STATED PROBLEM>
Copy the spar layup instructions from "This is the" to "across the spar.", renaming "mylar" to "plastic film" throughout.

TEXT TO READ>
[start]
This is the exciting step.

A mylar sheet is used to ensure that the cores don't end up getting bonded to the beds. The joints on the top of the cores are taped to prevent bleed and the core is placed in the prepared beds on top of the mylar. Place plastic duct tape on each side of the spar cutout to prevent any overflow from sticking to the beds.

The top cap is laid up directly in the cores. Wet them out thoroughly and then lay them into the spar channel. Use a 1" roller to get rid of excess epoxy and air bubbles and finally get rid of excess epoxy with paper towel.

Make sure that you have continuous layers of uni-carbon across the center panel and spread any joints across the spar.

Wet out the tube cutout in the spar core and then insert the tube. Don't worry about the spar core breaking along the continuous portion. Put a bead of thickened epoxy along the slot. Wet the sides of the spar cutout in the cores with epoxy and then place the spar cores into the cutout with the open slot against the top cap. Finally lay up the bottom cap lay upon layer on top of the spar core.
[end]
MATERIAL PROVIDED>
[start]
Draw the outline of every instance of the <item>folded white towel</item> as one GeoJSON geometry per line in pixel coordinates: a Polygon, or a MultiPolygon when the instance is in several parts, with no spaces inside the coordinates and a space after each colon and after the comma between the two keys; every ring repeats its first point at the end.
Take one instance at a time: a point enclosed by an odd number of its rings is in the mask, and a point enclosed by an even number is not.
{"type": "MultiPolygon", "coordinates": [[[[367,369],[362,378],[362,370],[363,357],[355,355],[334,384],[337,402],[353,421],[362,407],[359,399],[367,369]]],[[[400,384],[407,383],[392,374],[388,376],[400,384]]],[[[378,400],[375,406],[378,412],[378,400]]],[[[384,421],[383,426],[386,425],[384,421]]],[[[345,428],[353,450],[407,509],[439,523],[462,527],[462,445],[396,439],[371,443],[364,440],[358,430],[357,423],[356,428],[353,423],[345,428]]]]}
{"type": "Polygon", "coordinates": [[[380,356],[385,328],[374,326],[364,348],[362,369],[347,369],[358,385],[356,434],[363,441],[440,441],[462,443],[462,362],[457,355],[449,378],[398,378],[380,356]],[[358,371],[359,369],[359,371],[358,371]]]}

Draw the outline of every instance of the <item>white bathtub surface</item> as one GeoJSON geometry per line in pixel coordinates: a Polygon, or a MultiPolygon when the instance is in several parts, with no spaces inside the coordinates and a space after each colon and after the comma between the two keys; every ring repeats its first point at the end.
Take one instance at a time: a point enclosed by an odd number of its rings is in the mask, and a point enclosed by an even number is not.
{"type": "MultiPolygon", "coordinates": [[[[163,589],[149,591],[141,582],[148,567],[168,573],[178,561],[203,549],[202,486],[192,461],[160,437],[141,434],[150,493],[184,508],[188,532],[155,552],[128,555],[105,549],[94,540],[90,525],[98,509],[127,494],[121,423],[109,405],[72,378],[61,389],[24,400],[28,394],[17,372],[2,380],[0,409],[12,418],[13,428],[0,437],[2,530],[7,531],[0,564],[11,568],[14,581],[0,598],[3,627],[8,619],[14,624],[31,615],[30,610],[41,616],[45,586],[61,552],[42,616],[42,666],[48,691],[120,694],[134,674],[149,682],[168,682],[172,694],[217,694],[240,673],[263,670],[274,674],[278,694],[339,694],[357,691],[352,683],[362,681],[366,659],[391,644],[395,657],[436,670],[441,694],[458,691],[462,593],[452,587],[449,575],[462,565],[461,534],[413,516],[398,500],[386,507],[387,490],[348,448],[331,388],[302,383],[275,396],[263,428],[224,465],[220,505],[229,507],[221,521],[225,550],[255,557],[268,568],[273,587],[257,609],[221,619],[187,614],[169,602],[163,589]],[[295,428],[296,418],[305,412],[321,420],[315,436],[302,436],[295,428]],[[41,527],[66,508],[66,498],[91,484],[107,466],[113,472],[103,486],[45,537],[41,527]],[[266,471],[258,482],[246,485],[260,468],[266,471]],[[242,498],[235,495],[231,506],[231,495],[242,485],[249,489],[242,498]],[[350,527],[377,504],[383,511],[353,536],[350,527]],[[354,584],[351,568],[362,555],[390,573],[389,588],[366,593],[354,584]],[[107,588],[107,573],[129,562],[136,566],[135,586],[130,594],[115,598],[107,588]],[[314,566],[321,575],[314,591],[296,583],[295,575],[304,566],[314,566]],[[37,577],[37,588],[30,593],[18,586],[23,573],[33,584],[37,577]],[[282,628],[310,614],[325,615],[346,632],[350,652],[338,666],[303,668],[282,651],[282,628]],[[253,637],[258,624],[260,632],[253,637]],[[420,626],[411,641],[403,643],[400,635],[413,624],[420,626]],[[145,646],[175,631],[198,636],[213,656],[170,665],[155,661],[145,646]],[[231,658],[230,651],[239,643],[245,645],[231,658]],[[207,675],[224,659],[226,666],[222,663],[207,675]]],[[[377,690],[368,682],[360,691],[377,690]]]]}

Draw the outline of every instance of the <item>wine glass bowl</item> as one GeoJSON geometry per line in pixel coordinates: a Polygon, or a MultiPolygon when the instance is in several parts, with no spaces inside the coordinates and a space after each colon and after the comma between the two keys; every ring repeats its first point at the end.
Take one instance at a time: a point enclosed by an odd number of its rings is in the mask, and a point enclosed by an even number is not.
[end]
RESPONSE>
This is the exciting step.

A plastic film sheet is used to ensure that the cores don't end up getting bonded to the beds. The joints on the top of the cores are taped to prevent bleed and the core is placed in the prepared beds on top of the plastic film. Place plastic duct tape on each side of the spar cutout to prevent any overflow from sticking to the beds.

The top cap is laid up directly in the cores. Wet them out thoroughly and then lay them into the spar channel. Use a 1" roller to get rid of excess epoxy and air bubbles and finally get rid of excess epoxy with paper towel.

Make sure that you have continuous layers of uni-carbon across the center panel and spread any joints across the spar.